[Fragmento del texto]:
Quise escribir una crónica sobre el Slam de Buenos Aires

Por Sol Fantin

La poesía es algo raro. Pero algo raro que pulula. Si le preguntás a alguien sobre poesía, probablemente responda que no la entiende, que le aburre, o que no le interesa. Si te dice que la poesía es lo suyo, existe un alto riesgo de que no se reivindique lector, sino poeta. Y agarrate, porque ser poeta no suele significar mucho más que una propensión a la verborragia autorreferencial, sensiblera y cursi, más o menos espinetosa según las épocas. O como me dijo un amigo una vez: grotesca. Y sin embargo ahí están los festivales, los concursos, las antologías, las revistas, las lecturas, todo lleno de poesía –que es tenaz, como un yuyo o como un mal chiste.

Yo me obsesioné con ella desde chiquitita, desde antes de saber leer. Digamos que tuvo algo que ver conmigo durante toda mi vida, porque en algún momento lo decidí así, vaya una a saber por qué. Una vez leí en un artículo de Julia Kristeva que la poesía oscila entre el fascismo y la locura, y creí entender algo sobre mí misma, pero quién sabe. De los versos con rimas asonantes sobre ecología que mi mamá hacía publicar en la revista barrial, pasando por los furiosos sonetos endecasílabos que escribía en la adolescencia, llegué a recitar (para un público reducido de fanáticos religiosos new age) unos versos modernistas dedicados a los dioses, con una túnica y una pista sonora hindú. El deseo de la poesía oral siempre volvía –quería recuperarla de la Antigüedad o de la Edad Media o de donde fuera que había estado –y por eso a los veintialgo me armé un numerito para una varieté de circo en San Telmo: después de un malabarista y antes de un payaso, daba vueltas en el escenario como una boba vestida con harapos de colores y mezclaba Girondo, Pizarnik y versos míos, sobre una canción de Edith Piaf. En fin. No se puede decir que no lo intenté.

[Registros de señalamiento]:
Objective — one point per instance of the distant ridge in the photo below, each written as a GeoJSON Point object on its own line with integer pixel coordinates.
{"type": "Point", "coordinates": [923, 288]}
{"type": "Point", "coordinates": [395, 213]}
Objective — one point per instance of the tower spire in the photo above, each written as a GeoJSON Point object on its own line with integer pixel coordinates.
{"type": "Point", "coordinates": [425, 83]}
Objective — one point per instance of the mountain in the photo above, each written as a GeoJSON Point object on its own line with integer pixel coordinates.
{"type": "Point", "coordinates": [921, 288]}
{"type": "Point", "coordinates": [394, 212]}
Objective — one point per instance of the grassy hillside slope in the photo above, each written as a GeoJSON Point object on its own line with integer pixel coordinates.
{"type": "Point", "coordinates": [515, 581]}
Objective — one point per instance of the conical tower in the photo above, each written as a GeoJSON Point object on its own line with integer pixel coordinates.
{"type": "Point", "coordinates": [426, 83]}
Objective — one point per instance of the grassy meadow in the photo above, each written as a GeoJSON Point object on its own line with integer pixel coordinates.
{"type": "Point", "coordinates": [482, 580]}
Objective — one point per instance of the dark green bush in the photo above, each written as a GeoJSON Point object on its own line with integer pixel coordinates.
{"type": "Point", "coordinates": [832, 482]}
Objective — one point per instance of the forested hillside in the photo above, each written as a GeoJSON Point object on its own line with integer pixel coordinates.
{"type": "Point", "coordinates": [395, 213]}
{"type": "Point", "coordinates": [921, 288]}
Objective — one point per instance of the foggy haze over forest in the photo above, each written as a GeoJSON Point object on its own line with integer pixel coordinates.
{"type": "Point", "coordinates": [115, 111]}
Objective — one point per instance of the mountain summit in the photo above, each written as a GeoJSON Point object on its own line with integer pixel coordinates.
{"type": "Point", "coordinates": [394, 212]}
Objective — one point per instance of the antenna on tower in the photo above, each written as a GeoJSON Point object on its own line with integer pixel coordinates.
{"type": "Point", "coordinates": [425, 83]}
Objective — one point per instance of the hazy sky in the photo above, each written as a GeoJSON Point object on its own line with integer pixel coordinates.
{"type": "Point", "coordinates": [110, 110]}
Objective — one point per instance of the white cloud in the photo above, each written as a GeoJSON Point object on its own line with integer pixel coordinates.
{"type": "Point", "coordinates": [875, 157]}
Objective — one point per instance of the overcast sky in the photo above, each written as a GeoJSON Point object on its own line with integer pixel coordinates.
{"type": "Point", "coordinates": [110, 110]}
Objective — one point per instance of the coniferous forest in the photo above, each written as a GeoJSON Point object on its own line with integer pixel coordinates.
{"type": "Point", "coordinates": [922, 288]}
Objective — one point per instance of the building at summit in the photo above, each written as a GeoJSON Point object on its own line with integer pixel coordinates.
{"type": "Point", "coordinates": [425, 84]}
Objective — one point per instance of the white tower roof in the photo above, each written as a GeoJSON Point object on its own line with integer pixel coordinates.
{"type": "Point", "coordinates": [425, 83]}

[Completa lo siguiente]:
A. Responde estas preguntas sobre la crónica:
(i) ¿Con qué dos cosas se compara la poesía al decir que es tenaz?
(ii) ¿Qué se afirma haber leído en un artículo de Julia Kristeva?
(iii) ¿Sobre la canción de qué artista se mezclaban los versos en el número de la varieté de circo en San Telmo?
B. Copia textualmente el fragmento de la crónica que empieza con las palabras "Por Sol Fantin" y termina con "un mal chiste.".

[Las respuestas]:
A.
(i) Se la compara con un yuyo y con un mal chiste.
(ii) Se leyó que la poesía oscila entre el fascismo y la locura.
(iii) Los versos se mezclaban sobre una canción de Edith Piaf.

B.
Por Sol Fantin

La poesía es algo raro. Pero algo raro que pulula. Si le preguntás a alguien sobre poesía, probablemente responda que no la entiende, que le aburre, o que no le interesa. Si te dice que la poesía es lo suyo, existe un alto riesgo de que no se reivindique lector, sino poeta. Y agarrate, porque ser poeta no suele significar mucho más que una propensión a la verborragia autorreferencial, sensiblera y cursi, más o menos espinetosa según las épocas. O como me dijo un amigo una vez: grotesca. Y sin embargo ahí están los festivales, los concursos, las antologías, las revistas, las lecturas, todo lleno de poesía –que es tenaz, como un yuyo o como un mal chiste.